## WORK INSTRUCTION
Emit a verbatim copy of the lines running from the line with "Please outline the region of every instance of the green shrub." through the end of the material below.

============

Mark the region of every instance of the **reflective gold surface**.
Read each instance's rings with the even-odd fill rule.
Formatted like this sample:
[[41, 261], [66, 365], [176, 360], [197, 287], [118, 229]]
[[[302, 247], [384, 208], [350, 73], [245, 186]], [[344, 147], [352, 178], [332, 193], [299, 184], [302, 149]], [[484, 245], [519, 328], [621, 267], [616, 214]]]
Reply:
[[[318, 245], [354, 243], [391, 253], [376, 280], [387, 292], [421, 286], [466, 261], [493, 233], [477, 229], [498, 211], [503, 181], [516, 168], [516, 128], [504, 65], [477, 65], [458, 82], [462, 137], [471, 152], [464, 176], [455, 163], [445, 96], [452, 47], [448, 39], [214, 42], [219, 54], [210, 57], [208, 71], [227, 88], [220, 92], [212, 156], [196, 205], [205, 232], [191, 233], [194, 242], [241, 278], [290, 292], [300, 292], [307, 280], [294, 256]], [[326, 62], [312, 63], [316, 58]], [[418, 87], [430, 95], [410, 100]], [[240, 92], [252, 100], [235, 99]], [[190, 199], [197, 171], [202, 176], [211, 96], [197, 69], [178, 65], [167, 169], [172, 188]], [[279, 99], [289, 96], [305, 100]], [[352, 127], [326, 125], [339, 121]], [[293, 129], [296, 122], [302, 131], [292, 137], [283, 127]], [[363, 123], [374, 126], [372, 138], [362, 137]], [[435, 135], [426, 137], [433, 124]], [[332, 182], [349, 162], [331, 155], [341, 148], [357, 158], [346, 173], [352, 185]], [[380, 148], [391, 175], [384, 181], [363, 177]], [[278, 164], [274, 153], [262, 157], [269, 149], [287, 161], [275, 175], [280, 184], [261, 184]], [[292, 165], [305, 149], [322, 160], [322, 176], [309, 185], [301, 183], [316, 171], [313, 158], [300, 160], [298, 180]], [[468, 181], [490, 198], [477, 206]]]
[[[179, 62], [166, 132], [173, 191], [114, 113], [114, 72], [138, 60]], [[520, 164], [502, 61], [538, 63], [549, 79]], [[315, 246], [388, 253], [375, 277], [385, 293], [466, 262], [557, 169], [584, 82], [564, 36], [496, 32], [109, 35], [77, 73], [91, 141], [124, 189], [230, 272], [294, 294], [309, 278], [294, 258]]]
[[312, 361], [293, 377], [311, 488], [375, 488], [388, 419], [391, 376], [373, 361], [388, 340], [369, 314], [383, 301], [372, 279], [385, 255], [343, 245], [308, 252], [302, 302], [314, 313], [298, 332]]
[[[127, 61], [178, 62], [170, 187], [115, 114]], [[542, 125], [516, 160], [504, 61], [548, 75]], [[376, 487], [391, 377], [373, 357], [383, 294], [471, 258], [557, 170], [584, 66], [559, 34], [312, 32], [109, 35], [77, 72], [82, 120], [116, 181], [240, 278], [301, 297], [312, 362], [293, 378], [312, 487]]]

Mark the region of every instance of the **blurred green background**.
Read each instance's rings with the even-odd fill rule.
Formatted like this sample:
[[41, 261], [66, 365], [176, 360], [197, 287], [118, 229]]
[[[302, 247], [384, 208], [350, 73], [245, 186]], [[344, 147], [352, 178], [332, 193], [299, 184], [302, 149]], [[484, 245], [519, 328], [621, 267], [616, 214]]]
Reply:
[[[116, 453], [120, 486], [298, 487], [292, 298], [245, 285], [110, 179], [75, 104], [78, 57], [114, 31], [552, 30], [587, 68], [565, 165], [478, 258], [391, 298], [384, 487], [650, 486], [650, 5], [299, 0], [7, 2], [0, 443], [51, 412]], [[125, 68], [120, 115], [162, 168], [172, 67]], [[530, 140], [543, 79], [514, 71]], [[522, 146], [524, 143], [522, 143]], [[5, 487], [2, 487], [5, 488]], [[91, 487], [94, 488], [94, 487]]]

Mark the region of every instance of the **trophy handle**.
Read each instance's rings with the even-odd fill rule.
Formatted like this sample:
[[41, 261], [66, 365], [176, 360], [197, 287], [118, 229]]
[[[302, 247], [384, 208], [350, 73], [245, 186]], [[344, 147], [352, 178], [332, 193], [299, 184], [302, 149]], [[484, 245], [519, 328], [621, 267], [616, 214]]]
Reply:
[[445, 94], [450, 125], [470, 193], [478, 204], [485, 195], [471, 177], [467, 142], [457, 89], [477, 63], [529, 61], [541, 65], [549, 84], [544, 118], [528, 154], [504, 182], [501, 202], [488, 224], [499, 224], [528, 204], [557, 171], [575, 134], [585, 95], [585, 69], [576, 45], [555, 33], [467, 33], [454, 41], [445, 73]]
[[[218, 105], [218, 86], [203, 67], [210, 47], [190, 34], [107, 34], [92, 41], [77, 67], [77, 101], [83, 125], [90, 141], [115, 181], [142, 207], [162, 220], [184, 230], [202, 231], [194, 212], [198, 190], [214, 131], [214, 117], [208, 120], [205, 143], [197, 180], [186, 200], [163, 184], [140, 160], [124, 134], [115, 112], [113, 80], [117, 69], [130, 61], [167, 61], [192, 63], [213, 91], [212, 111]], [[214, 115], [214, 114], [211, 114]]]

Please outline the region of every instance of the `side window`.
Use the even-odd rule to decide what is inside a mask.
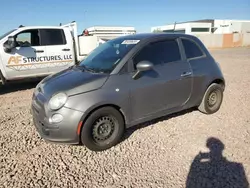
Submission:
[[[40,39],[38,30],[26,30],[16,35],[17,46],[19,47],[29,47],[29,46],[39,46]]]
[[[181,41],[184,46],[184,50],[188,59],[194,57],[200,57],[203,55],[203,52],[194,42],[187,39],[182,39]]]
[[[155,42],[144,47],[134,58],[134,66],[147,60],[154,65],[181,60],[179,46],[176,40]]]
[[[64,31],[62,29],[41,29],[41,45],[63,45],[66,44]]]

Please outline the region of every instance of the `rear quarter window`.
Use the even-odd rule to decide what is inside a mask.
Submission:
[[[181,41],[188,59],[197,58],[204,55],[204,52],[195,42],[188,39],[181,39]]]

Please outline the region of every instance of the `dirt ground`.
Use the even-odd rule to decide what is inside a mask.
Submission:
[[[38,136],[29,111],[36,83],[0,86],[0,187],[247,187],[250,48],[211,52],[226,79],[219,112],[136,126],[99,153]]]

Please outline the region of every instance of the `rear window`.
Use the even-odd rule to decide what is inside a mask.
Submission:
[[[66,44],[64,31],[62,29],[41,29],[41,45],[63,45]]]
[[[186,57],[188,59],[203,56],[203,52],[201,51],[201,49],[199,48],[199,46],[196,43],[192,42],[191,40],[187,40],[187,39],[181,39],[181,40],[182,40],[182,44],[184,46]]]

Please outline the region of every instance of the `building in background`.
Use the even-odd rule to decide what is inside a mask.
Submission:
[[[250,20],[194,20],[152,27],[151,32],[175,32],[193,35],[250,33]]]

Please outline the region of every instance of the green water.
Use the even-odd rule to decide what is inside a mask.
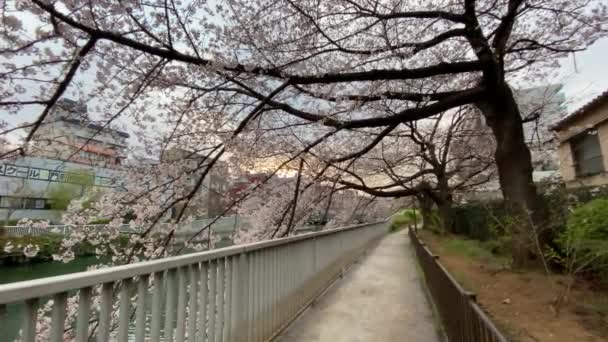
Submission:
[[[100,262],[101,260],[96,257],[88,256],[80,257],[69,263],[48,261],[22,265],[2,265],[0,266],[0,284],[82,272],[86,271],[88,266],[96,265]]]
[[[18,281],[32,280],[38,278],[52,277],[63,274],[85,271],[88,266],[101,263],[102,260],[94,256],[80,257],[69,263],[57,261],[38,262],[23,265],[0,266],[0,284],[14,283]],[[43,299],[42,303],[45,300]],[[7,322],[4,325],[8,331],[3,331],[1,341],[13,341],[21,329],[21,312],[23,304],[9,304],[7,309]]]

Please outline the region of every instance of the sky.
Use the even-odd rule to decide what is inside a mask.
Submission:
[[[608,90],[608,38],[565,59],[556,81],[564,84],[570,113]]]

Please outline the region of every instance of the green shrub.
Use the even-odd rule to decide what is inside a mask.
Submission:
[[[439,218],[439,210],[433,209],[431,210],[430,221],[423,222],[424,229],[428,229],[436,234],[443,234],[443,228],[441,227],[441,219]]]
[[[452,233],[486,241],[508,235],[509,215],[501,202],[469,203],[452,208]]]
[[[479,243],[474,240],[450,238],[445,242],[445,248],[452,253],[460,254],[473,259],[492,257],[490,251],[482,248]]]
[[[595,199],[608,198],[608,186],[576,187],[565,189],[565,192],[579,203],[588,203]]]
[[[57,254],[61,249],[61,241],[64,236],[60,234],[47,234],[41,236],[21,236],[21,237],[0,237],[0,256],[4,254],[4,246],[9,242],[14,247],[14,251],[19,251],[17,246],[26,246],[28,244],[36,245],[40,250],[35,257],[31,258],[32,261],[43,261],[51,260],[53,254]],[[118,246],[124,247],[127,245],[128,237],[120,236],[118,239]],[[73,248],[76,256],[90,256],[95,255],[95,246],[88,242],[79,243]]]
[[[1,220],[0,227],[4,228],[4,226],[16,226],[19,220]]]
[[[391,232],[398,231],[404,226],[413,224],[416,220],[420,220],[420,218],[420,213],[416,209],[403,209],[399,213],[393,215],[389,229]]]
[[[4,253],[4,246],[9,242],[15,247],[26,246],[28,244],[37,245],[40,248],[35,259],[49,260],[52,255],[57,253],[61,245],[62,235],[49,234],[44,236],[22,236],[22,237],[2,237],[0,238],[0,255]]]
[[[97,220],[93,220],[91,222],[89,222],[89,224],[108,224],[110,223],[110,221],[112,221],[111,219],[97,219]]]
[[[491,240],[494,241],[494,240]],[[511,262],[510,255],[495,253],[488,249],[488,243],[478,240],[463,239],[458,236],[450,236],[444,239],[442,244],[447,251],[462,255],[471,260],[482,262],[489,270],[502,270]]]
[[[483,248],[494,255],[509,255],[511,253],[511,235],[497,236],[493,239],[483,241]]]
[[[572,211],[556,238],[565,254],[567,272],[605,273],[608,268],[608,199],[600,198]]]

============

## TASK RESPONSE
Please outline the region of every instance of the green shrub.
Use the even-odd rule to decide what is inside a mask.
Submission:
[[[439,218],[439,210],[433,209],[431,210],[430,221],[423,222],[424,229],[428,229],[436,234],[443,234],[443,228],[441,227],[441,219]]]
[[[452,233],[486,241],[508,235],[509,215],[501,202],[469,203],[452,208]]]
[[[479,243],[474,240],[450,238],[445,242],[445,248],[452,253],[460,254],[473,259],[492,257],[490,251],[482,248]]]
[[[595,199],[608,198],[608,186],[576,187],[565,189],[565,192],[579,203],[588,203]]]
[[[57,254],[61,249],[61,241],[64,236],[60,234],[47,234],[41,236],[21,236],[21,237],[0,237],[0,256],[4,254],[4,246],[9,242],[14,247],[14,251],[19,251],[17,246],[26,246],[28,244],[36,245],[40,250],[35,257],[31,258],[32,261],[43,261],[51,260],[53,254]],[[118,246],[124,247],[127,245],[128,237],[120,236],[118,239]],[[73,248],[76,256],[90,256],[95,255],[95,246],[88,242],[79,243]]]
[[[1,220],[0,227],[4,228],[4,226],[16,226],[19,220]]]
[[[391,232],[398,231],[404,226],[413,224],[416,220],[420,220],[420,218],[420,213],[416,209],[403,209],[399,213],[393,215],[389,229]]]
[[[4,253],[4,246],[9,242],[15,247],[26,246],[28,244],[37,245],[40,248],[35,259],[49,260],[52,255],[57,253],[61,245],[62,235],[49,234],[44,236],[22,236],[22,237],[2,237],[0,238],[0,255]]]
[[[97,220],[93,220],[91,222],[89,222],[89,224],[108,224],[110,223],[110,221],[112,221],[111,219],[97,219]]]
[[[491,240],[494,241],[494,240]],[[511,262],[510,255],[495,253],[488,249],[488,243],[478,240],[463,239],[458,236],[450,236],[444,239],[442,244],[447,251],[462,255],[471,260],[482,262],[489,270],[502,270]]]
[[[483,248],[494,255],[509,255],[511,253],[511,235],[497,236],[493,239],[483,241]]]
[[[572,211],[556,238],[565,254],[567,272],[605,273],[608,268],[608,199],[600,198]]]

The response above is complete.